§ Aim:
Extract every line of text from the material below verbatim, leaving out the pictures.

========

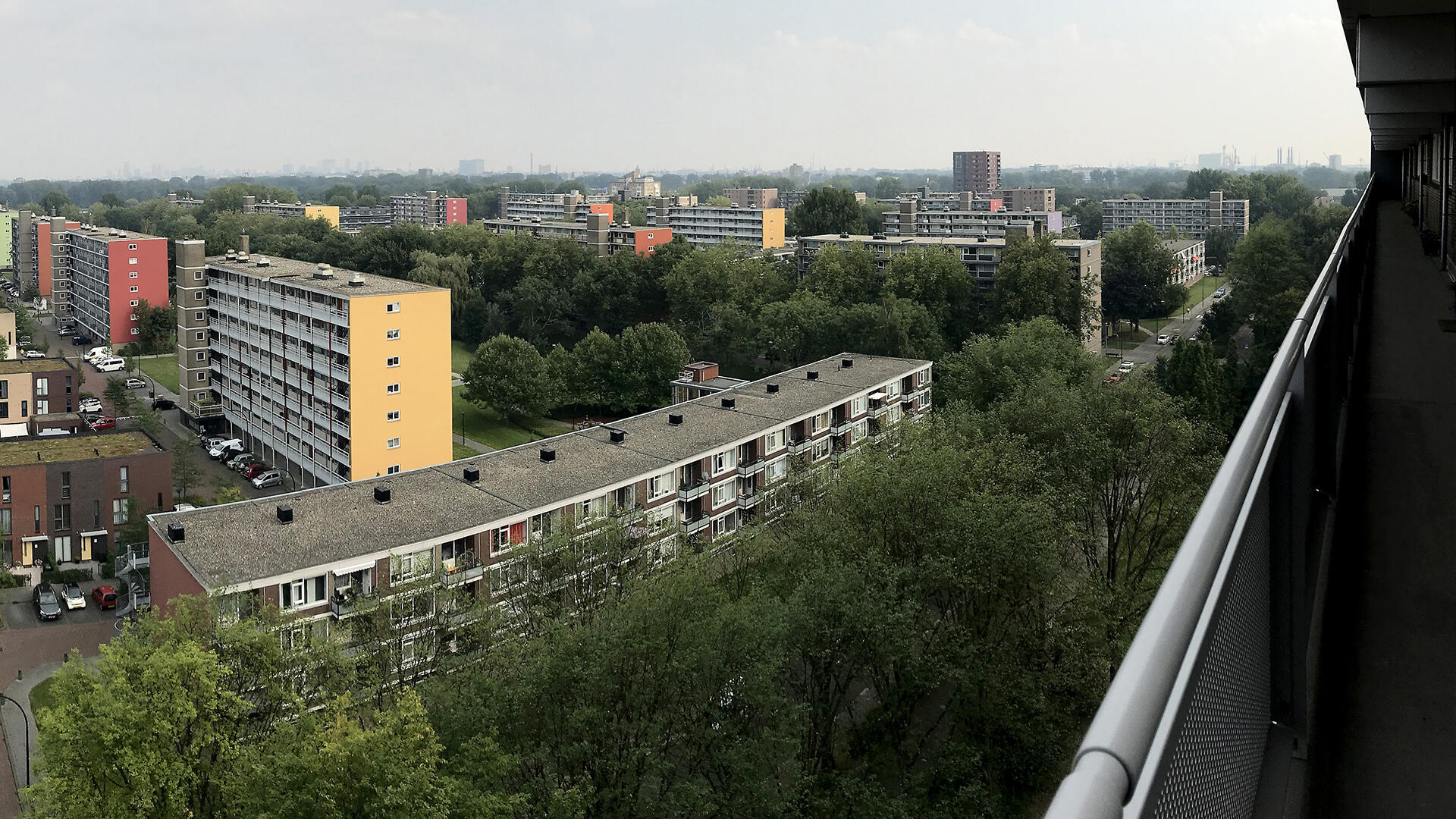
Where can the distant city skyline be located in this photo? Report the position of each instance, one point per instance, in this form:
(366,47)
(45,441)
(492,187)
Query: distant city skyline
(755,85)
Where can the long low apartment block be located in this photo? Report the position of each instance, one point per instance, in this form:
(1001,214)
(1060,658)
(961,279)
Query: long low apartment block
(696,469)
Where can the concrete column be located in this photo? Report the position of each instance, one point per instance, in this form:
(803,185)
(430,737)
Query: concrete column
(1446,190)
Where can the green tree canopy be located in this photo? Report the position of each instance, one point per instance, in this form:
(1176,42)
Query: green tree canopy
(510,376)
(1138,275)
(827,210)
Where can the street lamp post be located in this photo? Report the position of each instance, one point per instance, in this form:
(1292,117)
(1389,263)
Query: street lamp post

========

§ Task result:
Where can the distant city skyline be located in this photo? Report the position of each instance, one point per instance, in this form:
(366,47)
(45,441)
(492,187)
Query: distant city skyline
(755,85)
Where can the long low apartment block be located in this photo? Report the position of each instance, one point per instance, in this form:
(1001,214)
(1060,658)
(961,279)
Query: long low apartment block
(696,469)
Where can the concrete column be located in this photo? Report the position of each instance, one point per instance, in this form:
(803,185)
(430,737)
Query: concrete column
(1446,190)
Where can the green tree canopy be located in this photo? Report the position of each instance, one point per instance, in this form:
(1176,42)
Query: green tree canopy
(510,376)
(1138,275)
(827,210)
Where can the street lamp post be located in this photo? Report the position of each instance, one point per instance, in this form:
(1292,117)
(1389,263)
Query: street lamp post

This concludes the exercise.